**Problem to work on:** How many lines in the entries below contain the word "instruction"? Reply with only the number.

**Data:**
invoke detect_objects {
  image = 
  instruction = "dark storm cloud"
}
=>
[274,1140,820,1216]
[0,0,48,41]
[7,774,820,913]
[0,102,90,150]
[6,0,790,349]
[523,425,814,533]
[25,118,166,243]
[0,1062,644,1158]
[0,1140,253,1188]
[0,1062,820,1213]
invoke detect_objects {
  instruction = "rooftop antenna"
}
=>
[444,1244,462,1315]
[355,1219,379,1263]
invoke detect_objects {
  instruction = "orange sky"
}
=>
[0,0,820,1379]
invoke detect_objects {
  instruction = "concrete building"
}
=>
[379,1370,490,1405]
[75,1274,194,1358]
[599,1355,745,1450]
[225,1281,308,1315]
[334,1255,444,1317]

**Reply to the task:** 4